**Your objective**
List every television program, person, and place that the Halloween post names.

Tuesday 31 October 2006

Things that go bump in the night

I blame The Dick Van Dyke Show. Or possibly Bewitched. At any rate, I’m sure that it was one of those wholesome, 1960s, American family comedies that introduced us to the dreaded transatlantic concept of ‘trick or treating’.

In my childhood we just used to wander round the Fairways estate in a disconsolate sort of way, holding turnip lanterns. I realise now that this must have been an authentic folk custom because we met the crucial test that Thomas Hardy set to identify genuine West Country morris dancers from Victorian revivalists: we exuded misery as we went about it.

It wasn’t seen as a fund-raising opportunity. That was reserved for ‘Penny for the Guy’. What a contrast with 2006, when 31 October brings you the annual convenience of being mugged on your own doorstep.

**Data listing**
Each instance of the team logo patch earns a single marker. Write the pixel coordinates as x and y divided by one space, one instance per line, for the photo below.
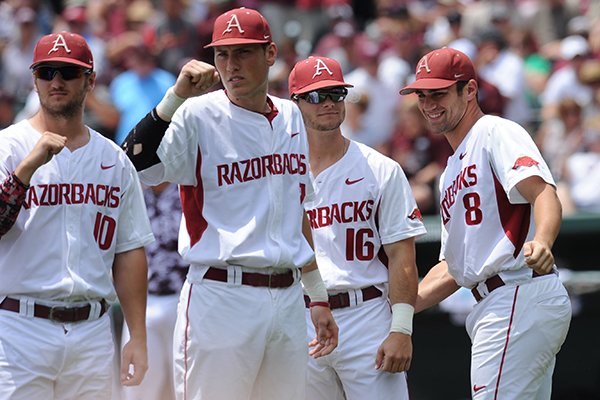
525 161
416 214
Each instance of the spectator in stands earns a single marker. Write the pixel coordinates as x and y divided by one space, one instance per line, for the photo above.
16 57
564 82
500 66
175 37
138 89
581 189
377 121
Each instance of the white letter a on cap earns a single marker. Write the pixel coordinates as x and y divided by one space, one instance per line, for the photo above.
59 42
320 67
233 23
423 63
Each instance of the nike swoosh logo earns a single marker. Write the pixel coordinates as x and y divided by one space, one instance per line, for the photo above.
478 388
350 182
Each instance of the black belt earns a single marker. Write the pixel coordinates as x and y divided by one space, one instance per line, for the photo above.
342 300
492 284
55 313
283 280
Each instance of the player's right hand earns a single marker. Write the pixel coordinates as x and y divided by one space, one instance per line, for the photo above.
395 353
195 78
326 329
49 144
134 363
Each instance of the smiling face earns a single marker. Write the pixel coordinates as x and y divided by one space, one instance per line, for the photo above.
443 109
325 116
244 71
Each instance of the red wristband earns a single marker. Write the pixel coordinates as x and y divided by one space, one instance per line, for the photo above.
319 303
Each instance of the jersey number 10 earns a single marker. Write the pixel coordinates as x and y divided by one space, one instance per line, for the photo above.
104 230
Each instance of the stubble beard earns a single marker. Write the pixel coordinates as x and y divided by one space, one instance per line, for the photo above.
68 110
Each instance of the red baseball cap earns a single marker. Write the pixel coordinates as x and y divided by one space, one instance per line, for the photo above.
440 69
65 47
315 73
240 26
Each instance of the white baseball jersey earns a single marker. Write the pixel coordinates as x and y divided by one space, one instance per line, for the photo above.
242 181
81 209
363 202
485 220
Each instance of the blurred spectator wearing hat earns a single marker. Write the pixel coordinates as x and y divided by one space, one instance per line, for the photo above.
550 18
246 257
377 121
580 189
565 82
590 75
17 55
99 112
137 89
561 136
56 335
76 21
175 35
503 68
400 40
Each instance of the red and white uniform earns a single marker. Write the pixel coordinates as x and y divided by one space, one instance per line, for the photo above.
361 202
242 181
81 209
485 222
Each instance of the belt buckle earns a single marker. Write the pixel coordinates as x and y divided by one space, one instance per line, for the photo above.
55 313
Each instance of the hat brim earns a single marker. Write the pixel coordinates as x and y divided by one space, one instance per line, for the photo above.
63 60
427 84
234 41
321 85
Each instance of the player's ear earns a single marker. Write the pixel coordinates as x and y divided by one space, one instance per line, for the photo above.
271 53
91 80
472 89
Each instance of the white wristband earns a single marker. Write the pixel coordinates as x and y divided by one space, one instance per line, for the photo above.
402 314
169 104
314 286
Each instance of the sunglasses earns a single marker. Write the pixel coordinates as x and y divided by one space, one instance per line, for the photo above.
67 73
319 96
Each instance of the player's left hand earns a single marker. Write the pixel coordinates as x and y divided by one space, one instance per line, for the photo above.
538 256
134 363
326 329
395 353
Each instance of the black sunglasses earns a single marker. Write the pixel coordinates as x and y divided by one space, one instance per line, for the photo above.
319 96
67 73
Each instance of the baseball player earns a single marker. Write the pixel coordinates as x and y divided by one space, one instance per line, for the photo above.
364 221
166 275
240 158
72 229
500 216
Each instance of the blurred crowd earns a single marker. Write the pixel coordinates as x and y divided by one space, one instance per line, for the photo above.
538 63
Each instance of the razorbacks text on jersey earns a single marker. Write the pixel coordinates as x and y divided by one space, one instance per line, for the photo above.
479 183
82 208
369 204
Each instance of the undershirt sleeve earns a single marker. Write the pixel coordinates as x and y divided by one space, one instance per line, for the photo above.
12 196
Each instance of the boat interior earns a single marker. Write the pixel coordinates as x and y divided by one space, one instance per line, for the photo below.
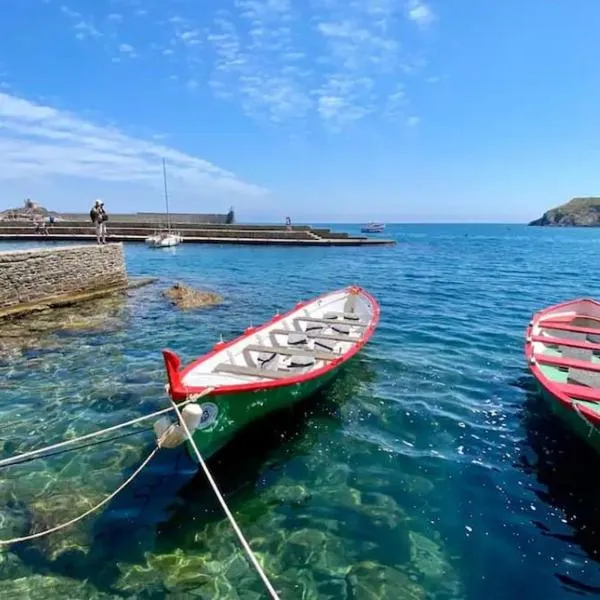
566 347
306 340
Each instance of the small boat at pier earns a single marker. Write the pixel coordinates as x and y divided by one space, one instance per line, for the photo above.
164 239
373 228
563 351
269 367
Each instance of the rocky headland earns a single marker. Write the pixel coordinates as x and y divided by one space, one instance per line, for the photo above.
578 212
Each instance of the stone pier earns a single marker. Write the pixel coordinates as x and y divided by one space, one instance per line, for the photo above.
39 278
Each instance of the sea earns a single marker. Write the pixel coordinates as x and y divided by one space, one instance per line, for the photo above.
430 468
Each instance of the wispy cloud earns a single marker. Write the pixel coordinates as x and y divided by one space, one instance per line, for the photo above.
336 62
420 12
40 141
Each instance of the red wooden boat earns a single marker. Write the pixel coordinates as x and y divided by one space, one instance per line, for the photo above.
563 352
272 366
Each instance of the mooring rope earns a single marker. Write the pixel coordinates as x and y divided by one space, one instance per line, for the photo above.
230 516
82 516
100 504
20 457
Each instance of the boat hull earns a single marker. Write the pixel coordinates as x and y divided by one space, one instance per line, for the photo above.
574 422
235 412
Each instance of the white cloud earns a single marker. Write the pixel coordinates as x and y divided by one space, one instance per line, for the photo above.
336 61
420 12
38 141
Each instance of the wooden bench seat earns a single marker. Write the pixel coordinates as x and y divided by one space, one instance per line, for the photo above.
290 351
331 321
252 371
320 336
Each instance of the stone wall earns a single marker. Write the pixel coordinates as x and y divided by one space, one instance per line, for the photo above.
29 276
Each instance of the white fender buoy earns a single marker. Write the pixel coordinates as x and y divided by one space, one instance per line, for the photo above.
192 413
173 434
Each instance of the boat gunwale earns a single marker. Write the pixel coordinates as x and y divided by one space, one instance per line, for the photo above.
178 390
551 387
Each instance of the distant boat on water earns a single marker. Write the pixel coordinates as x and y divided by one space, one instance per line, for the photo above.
373 228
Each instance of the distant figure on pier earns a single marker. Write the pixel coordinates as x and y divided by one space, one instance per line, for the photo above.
99 217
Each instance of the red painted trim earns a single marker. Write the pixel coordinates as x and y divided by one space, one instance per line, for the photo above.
546 339
591 415
563 392
579 392
559 361
561 326
179 391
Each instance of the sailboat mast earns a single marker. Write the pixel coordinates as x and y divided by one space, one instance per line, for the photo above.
166 195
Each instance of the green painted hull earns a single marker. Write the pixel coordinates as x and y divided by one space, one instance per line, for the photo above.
236 411
577 424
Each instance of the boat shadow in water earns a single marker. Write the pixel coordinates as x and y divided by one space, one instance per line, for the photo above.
151 514
564 467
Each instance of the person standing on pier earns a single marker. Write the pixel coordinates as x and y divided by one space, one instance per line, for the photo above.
99 218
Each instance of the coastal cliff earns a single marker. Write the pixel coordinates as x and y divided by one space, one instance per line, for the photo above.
578 212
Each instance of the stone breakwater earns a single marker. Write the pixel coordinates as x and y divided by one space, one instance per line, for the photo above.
43 277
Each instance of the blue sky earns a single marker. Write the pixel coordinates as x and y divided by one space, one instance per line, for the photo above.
345 110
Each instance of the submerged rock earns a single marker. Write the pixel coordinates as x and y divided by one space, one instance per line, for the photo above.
186 297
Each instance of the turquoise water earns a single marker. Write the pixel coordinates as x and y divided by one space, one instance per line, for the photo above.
429 470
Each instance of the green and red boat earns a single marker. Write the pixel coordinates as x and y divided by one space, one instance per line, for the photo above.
563 351
270 367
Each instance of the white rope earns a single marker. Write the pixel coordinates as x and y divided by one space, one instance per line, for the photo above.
20 457
231 518
82 516
575 405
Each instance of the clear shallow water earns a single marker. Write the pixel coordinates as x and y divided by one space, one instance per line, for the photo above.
429 470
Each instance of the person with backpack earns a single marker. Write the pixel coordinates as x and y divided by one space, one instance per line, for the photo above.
99 217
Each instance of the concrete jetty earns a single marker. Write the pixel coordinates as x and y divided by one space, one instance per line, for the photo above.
200 233
41 278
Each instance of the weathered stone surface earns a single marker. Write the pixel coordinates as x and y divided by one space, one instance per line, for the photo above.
185 297
29 276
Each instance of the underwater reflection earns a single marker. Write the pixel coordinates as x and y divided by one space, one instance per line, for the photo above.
564 467
171 500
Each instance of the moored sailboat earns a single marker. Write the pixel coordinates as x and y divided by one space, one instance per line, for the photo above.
165 238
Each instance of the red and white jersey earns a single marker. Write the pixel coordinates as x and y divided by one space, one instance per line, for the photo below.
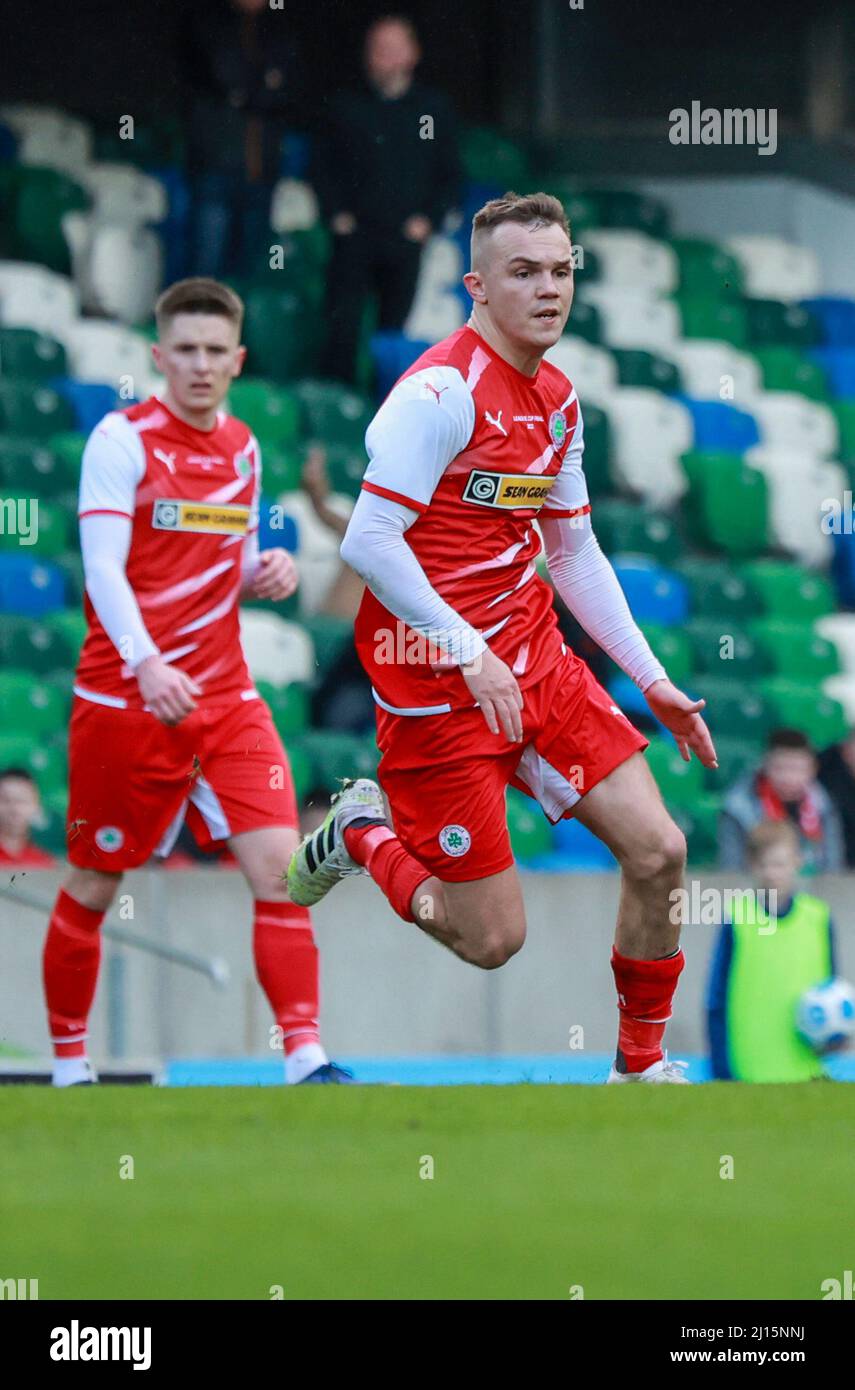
478 449
192 498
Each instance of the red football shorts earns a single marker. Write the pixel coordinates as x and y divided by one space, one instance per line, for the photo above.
445 774
132 780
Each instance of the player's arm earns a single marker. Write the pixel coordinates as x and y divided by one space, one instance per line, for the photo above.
588 585
110 471
410 442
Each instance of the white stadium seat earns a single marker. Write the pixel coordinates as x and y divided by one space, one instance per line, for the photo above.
32 296
634 260
633 319
705 364
591 369
275 649
775 268
788 420
649 432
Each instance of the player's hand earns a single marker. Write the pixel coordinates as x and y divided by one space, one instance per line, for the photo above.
417 228
166 691
683 716
275 577
497 691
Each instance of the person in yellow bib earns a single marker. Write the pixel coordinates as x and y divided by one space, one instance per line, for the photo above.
777 943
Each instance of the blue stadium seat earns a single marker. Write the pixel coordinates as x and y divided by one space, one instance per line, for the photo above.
720 427
89 401
836 314
839 364
655 595
392 353
29 585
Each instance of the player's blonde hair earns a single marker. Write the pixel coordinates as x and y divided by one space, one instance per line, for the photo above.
528 209
199 296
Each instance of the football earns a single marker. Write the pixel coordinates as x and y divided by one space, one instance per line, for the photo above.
826 1014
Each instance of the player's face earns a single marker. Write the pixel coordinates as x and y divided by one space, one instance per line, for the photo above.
199 355
527 278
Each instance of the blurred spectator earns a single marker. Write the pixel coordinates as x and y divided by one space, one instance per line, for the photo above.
768 955
20 811
783 788
243 74
385 180
837 776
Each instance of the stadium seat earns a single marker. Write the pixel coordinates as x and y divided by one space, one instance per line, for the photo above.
634 260
591 369
836 319
28 585
31 355
706 268
719 319
654 594
716 370
775 268
648 434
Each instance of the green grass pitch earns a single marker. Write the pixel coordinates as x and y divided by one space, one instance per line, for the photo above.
535 1190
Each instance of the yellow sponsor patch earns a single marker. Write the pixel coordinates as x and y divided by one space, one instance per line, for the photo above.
506 489
207 517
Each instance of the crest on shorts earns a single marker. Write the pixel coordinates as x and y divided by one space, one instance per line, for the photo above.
455 840
109 838
558 428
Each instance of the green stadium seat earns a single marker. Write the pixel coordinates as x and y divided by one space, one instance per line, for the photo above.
42 200
673 649
795 648
706 270
334 414
718 590
736 709
29 708
802 706
788 592
288 705
34 412
679 781
527 826
727 505
647 369
777 324
706 317
271 412
627 528
25 353
787 369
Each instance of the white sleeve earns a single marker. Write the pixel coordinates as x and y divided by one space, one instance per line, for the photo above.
424 421
569 495
588 585
374 546
104 542
111 469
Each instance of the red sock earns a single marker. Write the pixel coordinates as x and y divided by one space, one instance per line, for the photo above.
645 990
287 965
394 870
70 962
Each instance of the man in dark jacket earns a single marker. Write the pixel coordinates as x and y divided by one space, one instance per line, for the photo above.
387 174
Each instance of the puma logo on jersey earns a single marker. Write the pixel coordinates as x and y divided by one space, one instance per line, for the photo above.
495 421
166 458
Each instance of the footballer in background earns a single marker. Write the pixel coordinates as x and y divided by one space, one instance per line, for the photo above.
478 439
166 720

**Response to this task**
- The Dick Van Dyke Show (television program)
- Bewitched (television program)
- Fairways estate (place)
- Thomas Hardy (person)
- West Country (place)